Begin Supplied text
Every Saturday morning we round-up the best of the previous week’s writing about beer and pubs. This week, we’ve got everything from social enterprise to hot stones.
First, some local news: Bristol brewery Tapestry has gone into liquidation (we missed this) but has been bought by Props, a charity that works to provide routes into work for disabled people, as reported by the BBC:
Props had a partnership with the former Tapestry Brewery before the company went into liquidation, they provided training opportunities in brewing for charity members… Now, Props will take “complete control” of the business, this will include running the tap room in Totterdown, brewing their own unique craft beers and creating partnerships with fellow Bristol breweries… Andrew, a trainee, said he was “excited” for the opening and that the opportunity was “fabulous”… “I can’t wait to get started, its going to be hard work but it love beer so its going to be fun.”
(Via Ray’s mum who always sends us beer-related stories she spots in the news. Thanks, Mum!)
David Jesudason (who is having a very good writing year) looks into the experience of disabled drinkers in UK pubs and taprooms:
I’d like to introduce you to beer and cider lover Steven Fenn… He travels around the world to find new beers, which for him is hugely difficult, because Steven is treated differently to any other drinker I have met. He has a condition called muscular atrophy type two, which means he can’t walk and is permanently reliant on a wheelchair… He gets stared at. He’s not allowed access to some establishments. He’s frowned upon when he looks like he’s drunk… Steven reveals the long list of barriers he faces when he wants to have a pint… These include being ignored when ordering, or having his personal assistant asked by the bartender what he wants to drink. Not being able to use disabled toilets as they’re being used as a store cupboard. Not being able to attend eating areas or events as they’re located in inaccessible rooms. Or travelling to London from Essex only to be told at a pub that it’s “too busy” for him to enter.
The most important here, perhaps, is that improving this situation is often a matter of a bit of thought, a bit of care and putting some processes in place. “We don’t put kegs in the disabled toilet: it’s never storage,” says one brewer interviewed for the piece, revealing a lot about how low the bar might be at present.
In her (blog style) newsletter Hugging the Bar Court Iseman asks a challenging question: is it even remotely cool to be “a craft beer person” in 2022? She reflects on this and the journey people go on as they discover a serious interest in beer:
And when you think about it in the terms of finding craft beer and diving in, getting obsessed – in a good way, where you read all the books and watch all the videos and plan all the beercations to learn all you can – and then moving toward balancing it with other aspects of your life as you get older, craft beer is like any other thing, too. It’s how I was with metal, and then when I finally matured and opened up to a whole bunch of other genres, it’s how I was with music in general. It’s how I was with fashion, it’s how I was with theatre… it’s infatuation, every time. You fall, you fall hard, it’s all about that thing, and then you settle into loving that thing as part of all the things you love in your life.
End Supplied text
Begin Data lines
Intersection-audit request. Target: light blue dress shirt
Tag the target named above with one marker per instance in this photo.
End Data lines
Write out word for word the stretch of the beer and pubs roundup from "Every Saturday morning" through "to hot stones.". The lines have nothing to do with the beer and pubs roundup.

Every Saturday morning we round-up the best of the previous week’s writing about beer and pubs. This week, we’ve got everything from social enterprise to hot stones.